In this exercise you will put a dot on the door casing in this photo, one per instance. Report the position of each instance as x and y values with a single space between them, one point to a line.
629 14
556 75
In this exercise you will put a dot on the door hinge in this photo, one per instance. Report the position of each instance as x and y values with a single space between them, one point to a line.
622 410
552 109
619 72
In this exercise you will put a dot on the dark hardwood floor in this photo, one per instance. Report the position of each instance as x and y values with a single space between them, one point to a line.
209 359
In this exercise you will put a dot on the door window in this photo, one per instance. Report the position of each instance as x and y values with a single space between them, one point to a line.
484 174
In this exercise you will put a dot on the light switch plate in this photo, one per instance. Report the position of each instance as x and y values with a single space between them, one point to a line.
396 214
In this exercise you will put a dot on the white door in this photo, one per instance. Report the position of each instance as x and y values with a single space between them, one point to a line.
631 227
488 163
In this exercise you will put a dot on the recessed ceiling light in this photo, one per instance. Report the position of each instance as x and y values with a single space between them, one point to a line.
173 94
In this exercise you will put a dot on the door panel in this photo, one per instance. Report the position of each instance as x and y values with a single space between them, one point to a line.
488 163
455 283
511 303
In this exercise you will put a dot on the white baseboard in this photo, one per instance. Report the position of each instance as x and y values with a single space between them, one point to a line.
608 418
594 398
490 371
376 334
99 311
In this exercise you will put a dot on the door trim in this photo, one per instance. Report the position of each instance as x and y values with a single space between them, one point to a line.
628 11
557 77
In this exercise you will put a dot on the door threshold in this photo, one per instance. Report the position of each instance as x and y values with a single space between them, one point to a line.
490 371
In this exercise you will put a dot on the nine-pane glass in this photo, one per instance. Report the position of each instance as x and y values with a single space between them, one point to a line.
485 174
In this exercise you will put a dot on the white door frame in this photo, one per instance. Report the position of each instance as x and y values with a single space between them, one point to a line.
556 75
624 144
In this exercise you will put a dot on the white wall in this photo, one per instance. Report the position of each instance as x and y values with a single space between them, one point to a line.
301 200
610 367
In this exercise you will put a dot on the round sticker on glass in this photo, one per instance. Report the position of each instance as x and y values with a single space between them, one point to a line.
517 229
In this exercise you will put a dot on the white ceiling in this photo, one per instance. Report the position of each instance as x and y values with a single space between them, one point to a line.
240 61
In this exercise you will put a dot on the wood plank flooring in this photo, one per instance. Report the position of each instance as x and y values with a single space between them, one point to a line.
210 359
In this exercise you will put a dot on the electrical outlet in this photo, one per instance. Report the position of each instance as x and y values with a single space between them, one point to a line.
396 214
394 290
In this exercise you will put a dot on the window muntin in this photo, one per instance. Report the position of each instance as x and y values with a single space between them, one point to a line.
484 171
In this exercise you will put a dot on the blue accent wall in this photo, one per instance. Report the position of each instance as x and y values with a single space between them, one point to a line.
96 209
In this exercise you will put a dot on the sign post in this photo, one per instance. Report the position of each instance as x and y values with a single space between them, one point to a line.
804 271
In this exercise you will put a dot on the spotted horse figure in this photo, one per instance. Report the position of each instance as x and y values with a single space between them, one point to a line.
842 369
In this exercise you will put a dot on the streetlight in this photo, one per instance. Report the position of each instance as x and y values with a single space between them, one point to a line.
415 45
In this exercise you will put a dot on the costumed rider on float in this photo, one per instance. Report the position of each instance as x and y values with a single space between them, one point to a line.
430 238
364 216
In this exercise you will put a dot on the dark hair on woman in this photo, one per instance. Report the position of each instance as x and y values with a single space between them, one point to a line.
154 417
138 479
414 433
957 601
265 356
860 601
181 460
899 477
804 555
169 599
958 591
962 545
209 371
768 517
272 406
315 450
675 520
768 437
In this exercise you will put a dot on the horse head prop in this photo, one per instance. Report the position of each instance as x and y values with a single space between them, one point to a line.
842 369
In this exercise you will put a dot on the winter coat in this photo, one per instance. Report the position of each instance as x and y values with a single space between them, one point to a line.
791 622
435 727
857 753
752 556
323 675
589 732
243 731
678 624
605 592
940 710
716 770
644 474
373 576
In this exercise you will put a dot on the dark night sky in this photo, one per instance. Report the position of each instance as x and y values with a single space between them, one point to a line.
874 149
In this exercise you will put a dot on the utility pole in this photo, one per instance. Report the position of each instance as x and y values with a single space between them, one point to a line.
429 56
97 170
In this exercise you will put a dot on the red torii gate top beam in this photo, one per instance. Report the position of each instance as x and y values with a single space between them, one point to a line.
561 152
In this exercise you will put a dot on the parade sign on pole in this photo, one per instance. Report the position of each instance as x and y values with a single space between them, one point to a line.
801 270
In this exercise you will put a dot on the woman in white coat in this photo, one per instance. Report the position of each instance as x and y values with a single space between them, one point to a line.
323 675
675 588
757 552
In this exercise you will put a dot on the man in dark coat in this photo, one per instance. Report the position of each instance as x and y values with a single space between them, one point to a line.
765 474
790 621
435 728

■ ■ ■ ■

Render each line of all the entries above as a JSON list of strings, with one string per line and any blank lines left out.

## Task answer
[
  "In this exercise you will put a dot on the door casing in this photo, one per instance. Report the position of each instance as x and y values with a single space between them, one point to a line.",
  "629 14",
  "556 75",
  "In this exercise you will put a dot on the door hinge in this photo, one per instance. Report the position of each instance as x and y values with a single space between them, one point to a line.",
  "622 410",
  "552 109",
  "619 72",
  "In this exercise you will put a dot on the dark hardwood floor in this photo, one per instance. Report the position of each instance as x and y values with a single space between them, one point to a line.",
  "209 359",
  "In this exercise you will put a dot on the door window in this photo, one per instance. Report the position of each instance as x and y values with a single space between them, one point to a line.",
  "484 174",
  "In this exercise you will put a dot on the light switch plate in this photo, one per instance. Report the position of each instance as x and y values with a single space between them, one point to a line.",
  "396 214",
  "In this exercise you will put a dot on the white door in this photo, one per instance. Report the position of each instance as x and y values with a single space between them, one point to a line.",
  "631 227",
  "488 163",
  "In this exercise you will put a dot on the recessed ceiling light in this photo, one per instance. Report the position of each instance as x and y values with a single space between them, one point to a line.",
  "173 94",
  "In this exercise you will put a dot on the door panel in this photo, one per instance. Report the position of each instance as x and y values with a single space between them, one point to a line.",
  "488 163",
  "455 283",
  "511 303",
  "In this exercise you will put a dot on the white baseboard in this photo, one per instance. Report the position of each instance as x and y values with a single space between them, one point to a line.",
  "608 418",
  "594 398",
  "490 371",
  "376 334",
  "99 311",
  "In this exercise you will put a dot on the door trim in this photo, one per instance. Report the position of each instance as x and y values with a single space between them, one point to a line.",
  "628 11",
  "557 77",
  "In this exercise you will put a dot on the door threshold in this photo, one per instance. Report the position of each instance as x and y values with a single space between them, one point to a line.",
  "490 371",
  "In this exercise you will put a dot on the nine-pane glass in this photo, one per instance. Report the position of each instance as x and y values with a single space between them, one point to a line.",
  "485 174",
  "In this exercise you will put a dot on the white door frame in this photo, one per instance. Report the position of each instance as x and y values with a single space between them, one point to a line.",
  "556 75",
  "624 144",
  "In this exercise you will put a dot on the white wall in this photo, one per instance. Report the position of each instance as x and y values with a single space between them, one point to a line.",
  "301 200",
  "610 367",
  "In this exercise you will put a dot on the round sticker on glass in this photo, one per instance. Report the position of each instance as x and y values with a single space between them, one point to a line.",
  "517 229",
  "In this exercise you will put a dot on the white ceiling in this photo, one per instance. Report the position of each instance as x and y values with a single space between them, one point to a line.",
  "240 61",
  "In this exercise you will put a dot on the wood plank flooring in this photo, one per instance. Report the position of each instance as x and y values with a single space between them, one point to a line.",
  "210 359",
  "In this exercise you will put a dot on the electrical outlet in this photo, one per instance. Report the position of each instance as x and y values with a single space between them, one point to a line.",
  "396 214",
  "394 290",
  "In this exercise you will put a dot on the window muntin in this photo, one per instance. Report the position of each instance as x and y values with a single space between them, one point to a line.",
  "484 171",
  "In this exercise you will put a dot on the blue accent wall in this photo, one per instance. Report the position of each instance as x and y values with a single space between them, one point to a line.",
  "96 209",
  "In this exercise you will put a dot on the sign post in this photo, one per instance. Report the position of each instance as x and y values with a single space between them, one point to a line.",
  "804 271",
  "In this exercise you will put a dot on the spotted horse figure in this photo, one per instance. Report the position of each instance as x and y values with a single space between them, one point to a line.",
  "842 369",
  "In this exercise you will put a dot on the streetlight in this photo, one per instance. Report the position of each instance as x and y values with a single space between them, one point to a line.",
  "415 45",
  "In this exercise you will put a dot on the costumed rider on float in this photo, one per instance. Report the position of each instance as x and y values with a single space between them, one point to a line.",
  "430 238",
  "364 216",
  "In this exercise you will put a dot on the dark hair on woman in this photo, one per instance. Report the position of each instance as x and y values with a single space between them, one point to a line.",
  "154 417",
  "138 479",
  "414 433",
  "957 601",
  "265 356",
  "860 601",
  "181 460",
  "899 477",
  "804 555",
  "169 599",
  "958 591",
  "962 545",
  "209 371",
  "768 517",
  "272 406",
  "315 450",
  "675 520",
  "768 437",
  "In this exercise you will put a dot on the horse head prop in this photo, one per instance. Report the position of each instance as x and y values with a single space between them, one point to a line.",
  "842 369",
  "In this exercise you will put a dot on the winter coat in this photo, one per instance. Report the position of each instance as x and y values with a single space between them, one point to a line.",
  "791 622",
  "435 727",
  "857 753",
  "752 556",
  "323 675",
  "589 732",
  "243 731",
  "678 624",
  "605 592",
  "940 710",
  "716 770",
  "644 474",
  "373 576",
  "In this exercise you will put a dot on the dark night sky in this photo, one per instance. Report the position of each instance as x and y values with a single space between them, one point to a line.",
  "874 149",
  "In this exercise you will put a dot on the utility pole in this photo, one per instance. Report the position of each instance as x and y values with a single space between them, one point to a line.",
  "429 56",
  "97 170",
  "In this exercise you will put a dot on the red torii gate top beam in this photo, one per instance. Report the position of each instance as x and y values with a single space between them, one point to a line.",
  "561 152",
  "In this exercise you will put a dot on the parade sign on pole in this photo, one per instance. Report the position of each instance as x and y values with a single space between them, one point to a line.",
  "801 270",
  "In this exercise you will put a dot on the woman in white coat in this photo, one per instance. Report the position of each instance as x and y values with a single space between them, one point to a line.",
  "323 675",
  "675 588",
  "757 552",
  "In this exercise you will put a dot on the man in dark coat in this photo, one per instance. Report the position of each instance as x and y values with a single space between them, one point to a line.",
  "765 474",
  "790 621",
  "435 728"
]